TASK TO COMPLETE: Edit the entries from the first line through the line containing "[0,0,44,261]", swapping every "surveillance module" for "monitoring unit" and changing nothing else. Return only those lines.

[Bounding-box entries]
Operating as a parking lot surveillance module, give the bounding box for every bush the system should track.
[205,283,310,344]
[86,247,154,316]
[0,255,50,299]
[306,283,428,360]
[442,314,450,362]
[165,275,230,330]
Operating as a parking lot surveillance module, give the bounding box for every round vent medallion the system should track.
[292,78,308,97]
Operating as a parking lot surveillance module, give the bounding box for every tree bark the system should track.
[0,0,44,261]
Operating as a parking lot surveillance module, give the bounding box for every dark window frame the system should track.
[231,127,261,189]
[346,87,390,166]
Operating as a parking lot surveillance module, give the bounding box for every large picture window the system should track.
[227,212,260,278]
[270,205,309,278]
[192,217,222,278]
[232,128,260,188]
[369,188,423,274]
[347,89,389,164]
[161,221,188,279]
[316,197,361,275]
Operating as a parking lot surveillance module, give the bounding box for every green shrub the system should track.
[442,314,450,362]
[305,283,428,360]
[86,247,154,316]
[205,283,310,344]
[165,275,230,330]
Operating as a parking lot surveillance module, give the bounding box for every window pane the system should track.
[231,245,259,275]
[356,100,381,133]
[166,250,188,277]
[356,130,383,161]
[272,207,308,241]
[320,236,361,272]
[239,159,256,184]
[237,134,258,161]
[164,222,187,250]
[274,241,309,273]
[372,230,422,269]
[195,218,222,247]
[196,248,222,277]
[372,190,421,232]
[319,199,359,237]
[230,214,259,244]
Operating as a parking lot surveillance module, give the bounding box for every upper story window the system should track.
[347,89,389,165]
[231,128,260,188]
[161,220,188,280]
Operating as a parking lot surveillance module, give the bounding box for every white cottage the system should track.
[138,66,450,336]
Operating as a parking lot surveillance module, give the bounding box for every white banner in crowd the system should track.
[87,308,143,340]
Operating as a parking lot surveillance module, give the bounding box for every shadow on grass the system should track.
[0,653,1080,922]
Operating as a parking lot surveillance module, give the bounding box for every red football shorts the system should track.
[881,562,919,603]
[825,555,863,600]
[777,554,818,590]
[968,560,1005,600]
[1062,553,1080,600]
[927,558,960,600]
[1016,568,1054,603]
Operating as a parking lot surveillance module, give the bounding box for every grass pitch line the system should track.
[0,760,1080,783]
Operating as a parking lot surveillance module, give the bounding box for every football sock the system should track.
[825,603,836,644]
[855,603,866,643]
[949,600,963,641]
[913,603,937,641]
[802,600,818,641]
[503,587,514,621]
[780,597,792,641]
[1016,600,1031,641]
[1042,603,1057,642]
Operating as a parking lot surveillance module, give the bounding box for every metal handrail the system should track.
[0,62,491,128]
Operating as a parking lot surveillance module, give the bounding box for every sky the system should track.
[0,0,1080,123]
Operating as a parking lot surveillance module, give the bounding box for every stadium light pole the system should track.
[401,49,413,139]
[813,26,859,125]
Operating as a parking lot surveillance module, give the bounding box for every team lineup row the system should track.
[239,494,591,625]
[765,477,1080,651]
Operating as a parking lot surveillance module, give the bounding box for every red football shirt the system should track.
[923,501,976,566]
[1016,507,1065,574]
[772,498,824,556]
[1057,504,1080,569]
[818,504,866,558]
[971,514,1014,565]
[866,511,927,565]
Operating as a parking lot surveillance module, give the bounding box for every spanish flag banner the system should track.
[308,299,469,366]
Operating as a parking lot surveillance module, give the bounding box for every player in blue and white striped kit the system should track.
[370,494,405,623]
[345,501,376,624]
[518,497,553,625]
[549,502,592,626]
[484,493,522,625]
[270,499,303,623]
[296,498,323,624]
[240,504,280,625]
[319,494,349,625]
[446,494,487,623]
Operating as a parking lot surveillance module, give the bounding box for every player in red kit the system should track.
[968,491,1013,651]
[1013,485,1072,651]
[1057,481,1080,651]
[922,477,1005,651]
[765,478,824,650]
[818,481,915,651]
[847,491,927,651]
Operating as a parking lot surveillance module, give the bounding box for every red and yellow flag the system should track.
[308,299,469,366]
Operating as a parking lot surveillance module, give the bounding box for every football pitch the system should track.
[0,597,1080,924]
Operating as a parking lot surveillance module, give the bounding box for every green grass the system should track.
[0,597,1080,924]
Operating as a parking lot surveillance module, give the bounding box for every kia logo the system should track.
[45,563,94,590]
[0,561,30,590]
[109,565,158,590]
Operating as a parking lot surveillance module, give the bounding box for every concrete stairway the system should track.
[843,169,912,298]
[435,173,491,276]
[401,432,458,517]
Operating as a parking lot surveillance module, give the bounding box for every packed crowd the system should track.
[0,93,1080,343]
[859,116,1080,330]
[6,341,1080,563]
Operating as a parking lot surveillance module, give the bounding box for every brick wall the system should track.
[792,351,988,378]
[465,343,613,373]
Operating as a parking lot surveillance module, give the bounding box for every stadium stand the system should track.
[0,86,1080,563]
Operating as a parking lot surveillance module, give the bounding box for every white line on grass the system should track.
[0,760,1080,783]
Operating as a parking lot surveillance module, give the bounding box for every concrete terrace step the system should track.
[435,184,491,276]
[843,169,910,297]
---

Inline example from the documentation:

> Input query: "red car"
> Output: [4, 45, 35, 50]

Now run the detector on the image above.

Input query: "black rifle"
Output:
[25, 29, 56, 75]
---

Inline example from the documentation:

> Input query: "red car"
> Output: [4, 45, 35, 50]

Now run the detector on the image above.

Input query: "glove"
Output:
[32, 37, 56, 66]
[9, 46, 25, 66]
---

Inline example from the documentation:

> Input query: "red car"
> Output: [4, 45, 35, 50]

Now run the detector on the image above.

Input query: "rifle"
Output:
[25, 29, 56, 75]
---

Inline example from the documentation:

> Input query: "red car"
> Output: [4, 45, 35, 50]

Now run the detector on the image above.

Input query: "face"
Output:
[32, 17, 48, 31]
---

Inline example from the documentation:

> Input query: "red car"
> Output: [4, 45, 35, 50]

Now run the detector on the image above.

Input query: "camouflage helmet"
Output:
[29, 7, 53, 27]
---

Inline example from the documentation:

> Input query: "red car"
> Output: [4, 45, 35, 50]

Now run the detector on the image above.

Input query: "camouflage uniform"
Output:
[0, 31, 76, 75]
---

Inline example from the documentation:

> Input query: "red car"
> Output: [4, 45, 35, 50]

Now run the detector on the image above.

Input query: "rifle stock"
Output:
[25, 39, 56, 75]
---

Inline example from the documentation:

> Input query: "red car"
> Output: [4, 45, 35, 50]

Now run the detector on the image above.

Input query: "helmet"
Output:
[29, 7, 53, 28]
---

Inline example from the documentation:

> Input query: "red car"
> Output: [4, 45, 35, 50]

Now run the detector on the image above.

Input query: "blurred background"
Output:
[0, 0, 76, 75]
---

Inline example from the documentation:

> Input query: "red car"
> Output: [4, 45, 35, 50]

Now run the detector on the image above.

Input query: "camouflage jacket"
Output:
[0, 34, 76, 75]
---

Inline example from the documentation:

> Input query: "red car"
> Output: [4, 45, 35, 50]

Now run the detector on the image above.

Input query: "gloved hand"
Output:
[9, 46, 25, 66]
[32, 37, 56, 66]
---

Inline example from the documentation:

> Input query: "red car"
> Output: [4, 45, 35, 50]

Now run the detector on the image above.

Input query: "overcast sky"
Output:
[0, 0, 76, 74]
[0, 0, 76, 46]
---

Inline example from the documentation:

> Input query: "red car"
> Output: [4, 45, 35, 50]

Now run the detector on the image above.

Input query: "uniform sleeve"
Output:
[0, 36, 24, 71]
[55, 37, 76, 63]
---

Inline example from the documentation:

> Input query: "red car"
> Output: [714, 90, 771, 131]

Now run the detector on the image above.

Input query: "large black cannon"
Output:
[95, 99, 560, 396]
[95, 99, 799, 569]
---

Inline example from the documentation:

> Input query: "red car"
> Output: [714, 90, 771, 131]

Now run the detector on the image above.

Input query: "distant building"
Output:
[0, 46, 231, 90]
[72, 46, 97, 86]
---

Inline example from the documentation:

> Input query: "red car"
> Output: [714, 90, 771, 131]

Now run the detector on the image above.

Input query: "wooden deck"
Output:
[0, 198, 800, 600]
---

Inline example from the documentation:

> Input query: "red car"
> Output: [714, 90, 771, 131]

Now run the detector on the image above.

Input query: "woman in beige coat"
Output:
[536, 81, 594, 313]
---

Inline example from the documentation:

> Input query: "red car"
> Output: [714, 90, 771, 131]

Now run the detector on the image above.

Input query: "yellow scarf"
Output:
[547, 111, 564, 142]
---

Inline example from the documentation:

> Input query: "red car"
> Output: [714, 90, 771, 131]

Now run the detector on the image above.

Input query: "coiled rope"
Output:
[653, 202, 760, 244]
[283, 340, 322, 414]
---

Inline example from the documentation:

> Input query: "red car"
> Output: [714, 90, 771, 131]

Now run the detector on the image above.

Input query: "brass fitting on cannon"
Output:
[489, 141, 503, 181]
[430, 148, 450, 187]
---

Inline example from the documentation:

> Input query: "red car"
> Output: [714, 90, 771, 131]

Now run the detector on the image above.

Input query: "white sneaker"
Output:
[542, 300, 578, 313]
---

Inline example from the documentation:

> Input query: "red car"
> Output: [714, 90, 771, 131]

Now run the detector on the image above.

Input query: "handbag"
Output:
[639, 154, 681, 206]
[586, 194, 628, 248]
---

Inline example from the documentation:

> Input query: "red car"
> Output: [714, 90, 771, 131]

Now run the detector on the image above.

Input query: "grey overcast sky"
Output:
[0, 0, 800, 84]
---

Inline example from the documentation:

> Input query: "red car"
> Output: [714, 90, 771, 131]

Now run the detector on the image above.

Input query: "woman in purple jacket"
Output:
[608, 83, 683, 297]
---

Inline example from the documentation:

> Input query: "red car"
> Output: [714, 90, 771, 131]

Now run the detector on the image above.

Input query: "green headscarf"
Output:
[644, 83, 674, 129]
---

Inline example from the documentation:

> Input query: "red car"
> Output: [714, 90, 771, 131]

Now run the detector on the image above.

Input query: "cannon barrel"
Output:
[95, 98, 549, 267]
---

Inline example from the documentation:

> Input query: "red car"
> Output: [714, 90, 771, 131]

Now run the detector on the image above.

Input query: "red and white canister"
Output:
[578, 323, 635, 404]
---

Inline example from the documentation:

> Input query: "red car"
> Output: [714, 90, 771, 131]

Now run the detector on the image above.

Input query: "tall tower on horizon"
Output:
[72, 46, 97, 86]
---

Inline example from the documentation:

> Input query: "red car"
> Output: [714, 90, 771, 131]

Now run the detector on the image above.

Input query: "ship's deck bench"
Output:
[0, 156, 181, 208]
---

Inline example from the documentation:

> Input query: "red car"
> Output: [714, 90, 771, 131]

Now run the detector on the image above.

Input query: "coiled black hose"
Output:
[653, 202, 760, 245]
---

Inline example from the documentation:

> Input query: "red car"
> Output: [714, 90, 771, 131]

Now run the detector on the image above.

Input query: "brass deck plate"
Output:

TASK RESPONSE:
Operating as a parking lot monitoring unit, give the bounding box for every bush the system should track.
[205,283,310,344]
[86,247,154,316]
[0,255,50,299]
[306,283,428,360]
[442,314,450,362]
[165,275,230,330]
Operating as a parking lot monitoring unit, give the bounding box for every round vent medallion the system should track.
[292,78,308,97]
Operating as a parking lot monitoring unit, give the bounding box for every tree bark the system should track.
[0,0,44,261]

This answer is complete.